◆ **Texte source**

Avec 76 milliards d’euros demandés pour 2021, il est coutume de dire que l’enseignement scolaire est le premier poste de dépenses au sein du budget général. Aussi, nous attendons beaucoup de notre système d’éducation nationale. Faut-il rappeler que l’école est le ciment de notre pacte républicain ?
On sait très bien tout ce qui se joue à l’école dès les premières années. C’est d’ailleurs, monsieur le ministre, ce qui a conduit le gouvernement auquel vous appartenez à engager le dédoublement des classes en 2017, une mesure longtemps attendue.
Il est en effet fondamental de persévérer dans la réduction des inégalités sociales. L’absence d’égalité dans les conditions d’apprentissage est la garantie d’une reproduction permanente des inégalités de destin.

◆ **Consigne**
Réécrivez sous forme de liste le paragraphe du texte source qui commence par « Avec 76 milliards d’euros », en conservant ses faits essentiels.

◆ **Extraits de données**
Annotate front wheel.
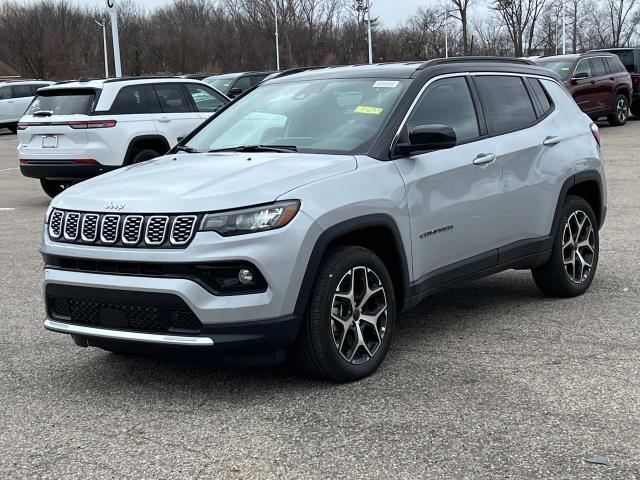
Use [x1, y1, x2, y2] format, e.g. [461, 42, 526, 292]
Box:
[295, 246, 396, 382]
[40, 178, 69, 198]
[531, 196, 600, 297]
[607, 94, 629, 127]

◆ **Corrigé**
- Avec 76 milliards d’euros demandés pour 2021, l’enseignement scolaire est réputé être le premier poste de dépenses du budget général.
- On attend donc beaucoup du système d’éducation nationale.
- L’école est présentée comme le ciment du pacte républicain.